#### Source excerpt

So, you’ve finally decided to write a book. But how on earth do you get started?
This article makes a couple of assumptions. First, that this is your first attempt at writing a book, and second, that you have a bit of creative writing experience already.
Yet, even with creative writing experience, beginning to write a book isn’t easy, and the actual writing process is a commitment. You’ll need to have regular writing sessions for a significant period of time.
But you can do it! These nine steps cover every aspect of the writing process. Follow them, and you’ll reach your goal.
What If You’re a Beginner at Writing Books?
You’re not alone. Everyone starts out as a beginner, even the best and most successful authors.
As an aspiring writer of books, you should spend most of your spare time reading them.
Stephen King, the massively successful, prolific writer emphasizes this.
He also says writers should read every genre and style.

########
#### Provided data

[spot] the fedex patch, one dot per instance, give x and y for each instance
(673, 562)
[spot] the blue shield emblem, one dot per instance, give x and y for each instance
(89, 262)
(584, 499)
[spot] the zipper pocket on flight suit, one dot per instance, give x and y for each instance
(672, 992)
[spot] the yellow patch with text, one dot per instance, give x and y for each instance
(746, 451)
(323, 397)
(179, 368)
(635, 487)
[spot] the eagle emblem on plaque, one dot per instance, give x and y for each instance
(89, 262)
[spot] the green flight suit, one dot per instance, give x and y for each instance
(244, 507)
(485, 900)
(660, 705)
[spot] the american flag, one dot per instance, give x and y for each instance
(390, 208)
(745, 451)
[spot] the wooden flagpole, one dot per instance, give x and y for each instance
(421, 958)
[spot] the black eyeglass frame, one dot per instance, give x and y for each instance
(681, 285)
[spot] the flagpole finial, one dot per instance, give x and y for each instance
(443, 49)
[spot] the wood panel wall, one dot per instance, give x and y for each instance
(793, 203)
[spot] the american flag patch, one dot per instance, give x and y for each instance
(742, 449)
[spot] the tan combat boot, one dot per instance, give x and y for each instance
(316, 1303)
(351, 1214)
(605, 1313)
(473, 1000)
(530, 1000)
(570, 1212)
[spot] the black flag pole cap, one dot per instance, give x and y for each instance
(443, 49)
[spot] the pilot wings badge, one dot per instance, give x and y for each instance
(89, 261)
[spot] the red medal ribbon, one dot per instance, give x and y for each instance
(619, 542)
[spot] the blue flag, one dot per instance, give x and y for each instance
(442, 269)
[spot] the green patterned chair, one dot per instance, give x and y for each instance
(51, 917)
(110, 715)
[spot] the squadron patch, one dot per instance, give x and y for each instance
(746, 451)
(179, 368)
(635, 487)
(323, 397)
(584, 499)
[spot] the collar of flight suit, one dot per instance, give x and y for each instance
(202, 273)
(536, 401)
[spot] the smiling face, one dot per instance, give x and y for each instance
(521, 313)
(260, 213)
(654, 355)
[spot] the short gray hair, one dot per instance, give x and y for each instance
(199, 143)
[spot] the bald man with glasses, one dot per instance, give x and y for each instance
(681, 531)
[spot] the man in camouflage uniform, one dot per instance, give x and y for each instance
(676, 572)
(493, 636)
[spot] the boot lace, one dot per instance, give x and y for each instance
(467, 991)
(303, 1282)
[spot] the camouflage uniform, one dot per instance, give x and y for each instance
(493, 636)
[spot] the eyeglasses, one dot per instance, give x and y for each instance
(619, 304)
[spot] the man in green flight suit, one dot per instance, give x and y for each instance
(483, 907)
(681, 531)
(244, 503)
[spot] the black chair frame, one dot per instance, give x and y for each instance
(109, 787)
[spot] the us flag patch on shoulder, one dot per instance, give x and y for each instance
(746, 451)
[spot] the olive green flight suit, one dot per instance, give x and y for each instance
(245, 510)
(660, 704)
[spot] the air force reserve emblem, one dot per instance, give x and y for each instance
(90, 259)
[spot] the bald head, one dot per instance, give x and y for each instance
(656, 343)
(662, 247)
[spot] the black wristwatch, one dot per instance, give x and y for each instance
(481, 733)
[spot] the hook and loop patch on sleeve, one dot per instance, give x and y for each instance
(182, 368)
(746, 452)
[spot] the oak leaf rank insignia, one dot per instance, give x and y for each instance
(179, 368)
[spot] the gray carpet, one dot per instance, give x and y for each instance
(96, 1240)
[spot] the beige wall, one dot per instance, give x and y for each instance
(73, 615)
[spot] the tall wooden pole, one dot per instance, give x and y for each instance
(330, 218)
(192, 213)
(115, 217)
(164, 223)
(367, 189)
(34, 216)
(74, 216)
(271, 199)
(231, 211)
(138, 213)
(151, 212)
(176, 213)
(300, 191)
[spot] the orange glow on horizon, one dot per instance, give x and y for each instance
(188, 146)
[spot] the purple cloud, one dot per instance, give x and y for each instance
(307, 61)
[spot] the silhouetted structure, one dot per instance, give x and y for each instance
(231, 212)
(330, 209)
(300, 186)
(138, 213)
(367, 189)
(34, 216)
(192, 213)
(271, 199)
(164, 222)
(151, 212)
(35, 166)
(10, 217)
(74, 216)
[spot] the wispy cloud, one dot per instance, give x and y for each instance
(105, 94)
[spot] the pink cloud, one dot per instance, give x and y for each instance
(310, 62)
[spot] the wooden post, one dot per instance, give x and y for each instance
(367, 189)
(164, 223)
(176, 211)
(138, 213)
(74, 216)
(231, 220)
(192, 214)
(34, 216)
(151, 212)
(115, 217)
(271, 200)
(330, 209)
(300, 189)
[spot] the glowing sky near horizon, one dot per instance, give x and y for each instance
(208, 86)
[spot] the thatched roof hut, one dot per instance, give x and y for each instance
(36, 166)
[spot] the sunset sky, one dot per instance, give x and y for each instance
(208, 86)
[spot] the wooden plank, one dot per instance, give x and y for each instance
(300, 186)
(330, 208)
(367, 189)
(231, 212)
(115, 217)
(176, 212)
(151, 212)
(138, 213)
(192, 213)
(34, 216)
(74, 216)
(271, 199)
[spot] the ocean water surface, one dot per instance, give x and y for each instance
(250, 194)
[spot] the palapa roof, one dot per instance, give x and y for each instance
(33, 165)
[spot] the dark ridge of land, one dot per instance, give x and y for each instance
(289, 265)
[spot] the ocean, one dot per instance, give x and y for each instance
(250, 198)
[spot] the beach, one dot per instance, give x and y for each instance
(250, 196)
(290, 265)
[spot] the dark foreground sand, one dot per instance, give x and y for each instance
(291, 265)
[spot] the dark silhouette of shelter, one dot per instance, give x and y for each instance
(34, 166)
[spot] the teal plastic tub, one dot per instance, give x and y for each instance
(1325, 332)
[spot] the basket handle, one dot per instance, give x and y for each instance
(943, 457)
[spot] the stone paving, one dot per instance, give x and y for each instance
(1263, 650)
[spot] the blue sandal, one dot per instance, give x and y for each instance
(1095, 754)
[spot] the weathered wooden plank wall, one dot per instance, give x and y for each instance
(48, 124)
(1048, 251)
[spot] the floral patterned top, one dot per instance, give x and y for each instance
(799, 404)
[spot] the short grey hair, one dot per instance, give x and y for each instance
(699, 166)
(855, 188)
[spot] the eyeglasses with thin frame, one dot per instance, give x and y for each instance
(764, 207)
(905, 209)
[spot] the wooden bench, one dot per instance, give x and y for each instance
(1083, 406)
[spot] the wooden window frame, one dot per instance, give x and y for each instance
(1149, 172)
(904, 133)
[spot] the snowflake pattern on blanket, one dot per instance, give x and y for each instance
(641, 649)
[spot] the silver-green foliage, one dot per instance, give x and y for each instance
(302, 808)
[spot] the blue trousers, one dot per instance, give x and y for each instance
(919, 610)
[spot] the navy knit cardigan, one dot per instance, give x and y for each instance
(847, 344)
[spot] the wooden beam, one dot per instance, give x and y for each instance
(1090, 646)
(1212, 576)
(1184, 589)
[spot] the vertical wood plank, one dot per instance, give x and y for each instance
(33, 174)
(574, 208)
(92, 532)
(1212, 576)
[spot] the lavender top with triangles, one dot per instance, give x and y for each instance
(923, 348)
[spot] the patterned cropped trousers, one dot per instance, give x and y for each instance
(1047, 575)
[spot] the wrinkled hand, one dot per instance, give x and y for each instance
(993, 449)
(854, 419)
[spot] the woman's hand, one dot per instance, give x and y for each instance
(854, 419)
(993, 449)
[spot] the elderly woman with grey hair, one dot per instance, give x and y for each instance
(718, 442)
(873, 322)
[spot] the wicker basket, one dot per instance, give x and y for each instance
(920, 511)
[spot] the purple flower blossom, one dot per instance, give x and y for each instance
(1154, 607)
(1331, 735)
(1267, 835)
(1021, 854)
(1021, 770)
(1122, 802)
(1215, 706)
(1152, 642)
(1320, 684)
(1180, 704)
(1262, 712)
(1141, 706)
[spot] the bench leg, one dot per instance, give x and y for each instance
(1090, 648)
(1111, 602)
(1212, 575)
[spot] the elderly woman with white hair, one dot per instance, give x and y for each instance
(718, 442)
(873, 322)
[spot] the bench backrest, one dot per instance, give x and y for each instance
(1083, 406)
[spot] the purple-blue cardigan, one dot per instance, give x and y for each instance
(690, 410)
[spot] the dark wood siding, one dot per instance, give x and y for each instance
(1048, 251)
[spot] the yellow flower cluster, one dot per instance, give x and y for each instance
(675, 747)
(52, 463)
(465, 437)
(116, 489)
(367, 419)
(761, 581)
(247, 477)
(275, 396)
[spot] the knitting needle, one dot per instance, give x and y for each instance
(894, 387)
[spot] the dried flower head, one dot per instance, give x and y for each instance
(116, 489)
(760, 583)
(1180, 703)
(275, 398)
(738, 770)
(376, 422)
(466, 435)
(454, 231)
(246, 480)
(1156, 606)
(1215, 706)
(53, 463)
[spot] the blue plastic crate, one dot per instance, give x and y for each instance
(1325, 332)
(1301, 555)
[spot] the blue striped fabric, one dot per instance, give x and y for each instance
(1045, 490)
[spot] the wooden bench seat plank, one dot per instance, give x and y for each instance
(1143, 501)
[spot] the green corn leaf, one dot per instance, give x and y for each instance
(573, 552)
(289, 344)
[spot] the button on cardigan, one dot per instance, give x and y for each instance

########

* **Exercise instructions**:
1. In two sentences, summarize the article on starting to write a book.
2. Extend the article on starting to write a book beyond its final sentence.

* **The answers**:
1. The article assumes the reader is attempting a first book with some creative writing experience, and it warns that beginning is hard and that writing a book takes regular sessions over a significant period. It offers nine steps covering the whole writing process, and it tells beginners that every author starts out as one and that they should spend most of their spare time reading books across every genre and style, as Stephen King emphasizes.

2.
Read the classics, but read junk books and bad books too. This varied experience will show you the kind of writing you don’t want to produce, and writing that just doesn’t work.
Read widely, across genres, but also specifically. Immerse yourself in the genre you wish to write. Stephen King meant it when he said writers need to read “a lot.”
Your efforts will inform your writing style and choices. Every novel that you read will teach you what to do or what not to do with plot development, characterization, point of view, and style.
Almost all good writers imitate other authors, often without realizing it, as they begin writing. Many will have gone through phases of reading Hemingway and writing in stripped down, barebone sentences. Others have worked their way through a James Joyce novel and imitated his modernist, stream-of-consciousness language.
The more voices you read, and then imitate, the closer you will get to finding your individual writing voice and style.
Author Neil Gaiman shared this on how he generates ideas for books:
9-Step Guide on How to Start Writing a Book
Once you have read a variety of books within each genre, it is time to start writing your book.
Here are our nine no-fuss steps for beginner writers.
1. Decide What Your Book Will Be About
The first thing you need to do is decide what your novel will be about. The idea doesn’t have to be thoroughly fleshed out; think of it as a seed from which your story will grow.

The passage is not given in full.